___ Extracted text
Compared to your previous work it’s a mellower album; there’s only a couple of times you really let rip. Was this planned or how it shaped up?

Baldwin: “Half a Mind” is a bit of a ripper, and “Salvation” as well. I don’t write records for any other reason than I got something I want to say, I have a bit of a story that I want to tell, and that’s what is paramount to me. I may very well make a record sometime of the slowest tempo jams you could ever want to hear if that’s what serves the song best and if that’s what serves the purpose of it. I don’t write songs for radio which is probably why I don’t have any goddamn money, and why folks aren’t coming out in droves to my shows, but I feel like there’s more important things than catering to a medium; I feel like you have to cater to the story and cater to the sentiment, otherwise I can’t see the point of doing it.

On “Salvation,” when you scream, “Open the fucking door,” who or what are you thinking about?
______
Jobs:
1) In the interview with Baldwin, retype the passage starting with "Compared to your" and going on through "of doing it.".
2) In one to three sentences, explain why Baldwin says in the interview that he doesn't write songs for radio.
3) Rewrite the paragraph of the interview that begins "Baldwin: “Half a Mind” is a bit of a ripper" in a shorter form, keeping its main facts.
___ Supplied entries
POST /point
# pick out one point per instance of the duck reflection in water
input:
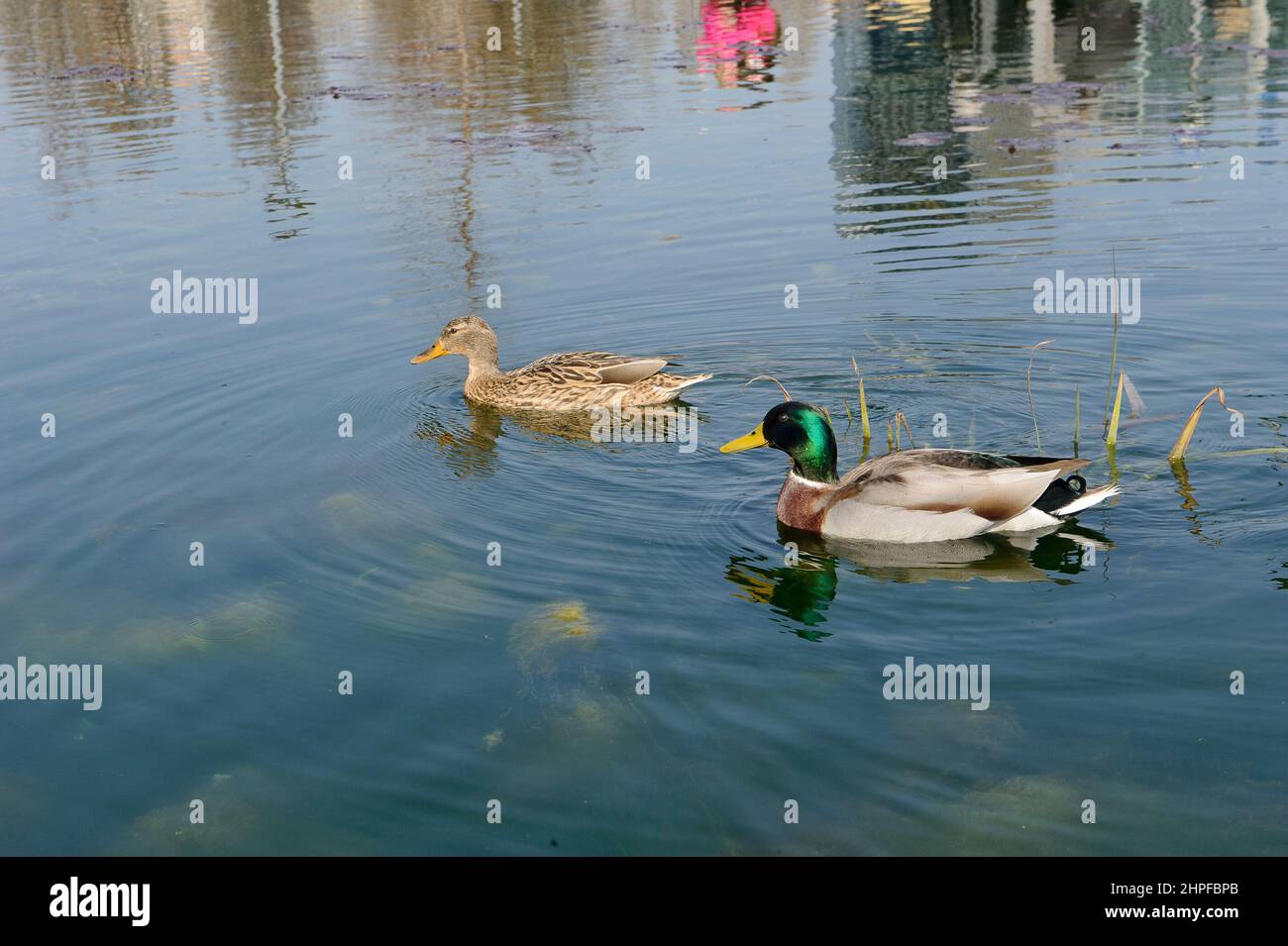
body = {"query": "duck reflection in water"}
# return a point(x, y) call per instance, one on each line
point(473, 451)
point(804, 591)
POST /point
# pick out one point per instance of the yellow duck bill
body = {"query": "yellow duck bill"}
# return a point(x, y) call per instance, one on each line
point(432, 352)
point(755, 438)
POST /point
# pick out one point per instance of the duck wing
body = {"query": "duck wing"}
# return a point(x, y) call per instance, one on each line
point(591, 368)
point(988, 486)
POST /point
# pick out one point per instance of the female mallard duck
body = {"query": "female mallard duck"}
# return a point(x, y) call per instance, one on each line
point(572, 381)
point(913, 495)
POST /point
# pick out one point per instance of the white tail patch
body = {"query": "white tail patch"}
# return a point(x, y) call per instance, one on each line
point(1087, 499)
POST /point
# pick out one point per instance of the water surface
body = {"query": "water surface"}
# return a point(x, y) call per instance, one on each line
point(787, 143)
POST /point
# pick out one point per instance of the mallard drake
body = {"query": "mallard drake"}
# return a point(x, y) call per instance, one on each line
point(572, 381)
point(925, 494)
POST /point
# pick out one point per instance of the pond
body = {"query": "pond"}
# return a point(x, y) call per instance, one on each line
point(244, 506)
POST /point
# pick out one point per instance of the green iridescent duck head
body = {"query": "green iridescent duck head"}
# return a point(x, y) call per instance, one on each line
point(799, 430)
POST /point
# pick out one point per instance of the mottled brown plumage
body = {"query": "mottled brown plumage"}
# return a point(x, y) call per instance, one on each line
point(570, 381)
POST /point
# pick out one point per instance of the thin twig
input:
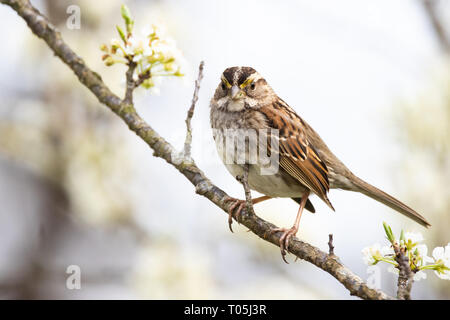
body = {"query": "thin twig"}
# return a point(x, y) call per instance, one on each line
______
Worked solutions:
1)
Compared to your previous work it’s a mellower album; there’s only a couple of times you really let rip. Was this planned or how it shaped up?

Baldwin: “Half a Mind” is a bit of a ripper, and “Salvation” as well. I don’t write records for any other reason than I got something I want to say, I have a bit of a story that I want to tell, and that’s what is paramount to me. I may very well make a record sometime of the slowest tempo jams you could ever want to hear if that’s what serves the song best and if that’s what serves the purpose of it. I don’t write songs for radio which is probably why I don’t have any goddamn money, and why folks aren’t coming out in droves to my shows, but I feel like there’s more important things than catering to a medium; I feel like you have to cater to the story and cater to the sentiment, otherwise I can’t see the point of doing it.

2) He feels there are more important things than catering to a medium. In his view, you have to cater to the story and the sentiment, or else he can't see the point of doing it.

3) Baldwin points to "Half a Mind" and "Salvation" as the album's rougher songs. He makes records only when he has something to say or a story to tell, and he might someday make a very slow record if that serves the song best. He doesn't write for radio, which he thinks is probably why he has no money and why crowds aren't flocking to his shows. Still, he believes serving the story and the sentiment matters more than catering to a medium.